• **Data listing**:
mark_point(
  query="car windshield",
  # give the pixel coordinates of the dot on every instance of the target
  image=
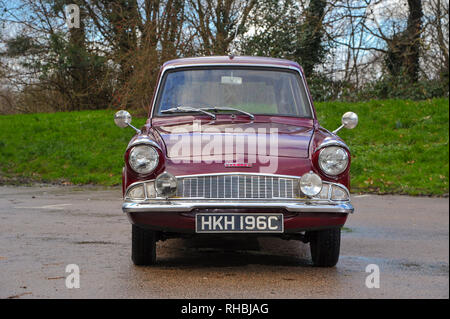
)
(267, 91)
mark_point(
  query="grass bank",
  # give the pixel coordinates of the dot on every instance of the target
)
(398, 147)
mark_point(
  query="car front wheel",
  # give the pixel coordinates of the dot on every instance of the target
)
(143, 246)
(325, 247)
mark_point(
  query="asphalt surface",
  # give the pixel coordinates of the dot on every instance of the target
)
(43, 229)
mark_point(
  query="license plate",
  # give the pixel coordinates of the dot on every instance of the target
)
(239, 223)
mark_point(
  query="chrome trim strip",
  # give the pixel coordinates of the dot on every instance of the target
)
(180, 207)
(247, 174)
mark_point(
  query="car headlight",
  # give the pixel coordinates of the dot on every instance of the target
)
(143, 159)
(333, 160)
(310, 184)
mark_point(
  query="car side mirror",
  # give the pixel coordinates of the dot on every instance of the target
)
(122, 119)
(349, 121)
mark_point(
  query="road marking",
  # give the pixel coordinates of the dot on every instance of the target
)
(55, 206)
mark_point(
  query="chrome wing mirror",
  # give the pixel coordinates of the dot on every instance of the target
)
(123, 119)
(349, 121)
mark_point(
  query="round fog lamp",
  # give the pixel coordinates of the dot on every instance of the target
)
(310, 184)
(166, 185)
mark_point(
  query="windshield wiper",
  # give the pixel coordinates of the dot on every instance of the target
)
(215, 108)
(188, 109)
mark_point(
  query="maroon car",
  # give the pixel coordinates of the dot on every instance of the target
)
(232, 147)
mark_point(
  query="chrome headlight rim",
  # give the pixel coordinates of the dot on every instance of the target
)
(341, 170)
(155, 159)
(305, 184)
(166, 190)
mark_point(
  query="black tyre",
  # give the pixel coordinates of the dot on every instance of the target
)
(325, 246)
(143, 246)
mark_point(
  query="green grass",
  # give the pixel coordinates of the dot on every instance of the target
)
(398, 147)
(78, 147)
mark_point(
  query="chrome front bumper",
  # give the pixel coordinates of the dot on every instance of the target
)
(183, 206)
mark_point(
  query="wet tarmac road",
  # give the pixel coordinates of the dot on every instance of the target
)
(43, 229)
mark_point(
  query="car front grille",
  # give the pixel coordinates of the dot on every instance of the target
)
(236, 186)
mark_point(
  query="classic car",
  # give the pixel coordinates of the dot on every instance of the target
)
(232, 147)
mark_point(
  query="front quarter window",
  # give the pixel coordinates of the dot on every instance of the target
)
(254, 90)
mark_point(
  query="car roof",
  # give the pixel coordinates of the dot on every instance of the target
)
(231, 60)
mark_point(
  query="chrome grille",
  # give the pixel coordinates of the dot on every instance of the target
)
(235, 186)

• **Written problem**: Every line of the data above should be quoted exactly. Omit the pictures.

• **Answer to the problem**:
mark_point(
  query="car windshield",
  # give the pixel coordinates of the dot on every instance of the target
  image=
)
(267, 91)
mark_point(
  query="grass bank",
  # give the pixel coordinates of the dot on every instance of the target
)
(398, 147)
mark_point(
  query="car front wheel",
  # give the pixel coordinates of the dot on every instance of the target
)
(143, 246)
(325, 247)
mark_point(
  query="asphalt surface",
  # give the pixel coordinates of the dot on every instance of the target
)
(43, 229)
mark_point(
  query="license plate",
  # give the pixel coordinates of the dot on every instance of the target
)
(239, 223)
mark_point(
  query="chrome trim strip",
  # give the pixel coordinates of the dot on every instance of the target
)
(180, 207)
(247, 174)
mark_point(
  query="car headlight",
  # give the pixel coordinates of the dot on every instance of the target
)
(143, 159)
(333, 160)
(310, 184)
mark_point(
  query="car side mirror",
  # give the pixel coordinates of the dot on every instance of the target
)
(122, 119)
(349, 121)
mark_point(
  query="road marking",
  # give the pixel coordinates of the dot on every instance of the target
)
(55, 206)
mark_point(
  query="chrome wing mirror",
  # give the pixel coordinates of the dot on every instance of the target
)
(123, 119)
(349, 121)
mark_point(
  query="round fog lamp",
  # give the pixel coordinates of the dot on every instance of the target
)
(310, 184)
(166, 185)
mark_point(
  query="windshield wiper",
  # give the pixel coordinates of the dot on every instance of the target
)
(215, 108)
(188, 109)
mark_point(
  query="maroon car",
  # give the pixel coordinates of the dot on every instance of the target
)
(232, 147)
mark_point(
  query="chrome headlight rim",
  # give the pixel coordinates of the dot on every instance of the target
)
(341, 170)
(155, 159)
(305, 184)
(166, 190)
mark_point(
  query="black tyre",
  # give the pixel coordinates of the dot on every instance of the target
)
(325, 246)
(143, 246)
mark_point(
  query="green grass",
  # give the pixel coordinates of the dot on every instance of the target
)
(398, 147)
(78, 147)
mark_point(
  query="chrome front bumper",
  # give the pixel coordinates of the dot on every instance of the target
)
(183, 206)
mark_point(
  query="wet tarmac road",
  # give the pixel coordinates of the dot on every instance of the target
)
(43, 229)
mark_point(
  query="car front grille",
  # give the pixel coordinates of the dot on every instance of the target
)
(236, 186)
mark_point(
  query="classic car",
  # give the pixel coordinates of the dot on every instance of the target
)
(232, 147)
mark_point(
  query="front quarter window",
  # give the pixel coordinates of the dot on every instance of the target
)
(254, 90)
mark_point(
  query="car roof",
  # give the pixel coordinates of the dot on every instance of the target
)
(231, 60)
mark_point(
  query="chrome grille",
  # give the pixel coordinates of the dot on every instance of the target
)
(235, 186)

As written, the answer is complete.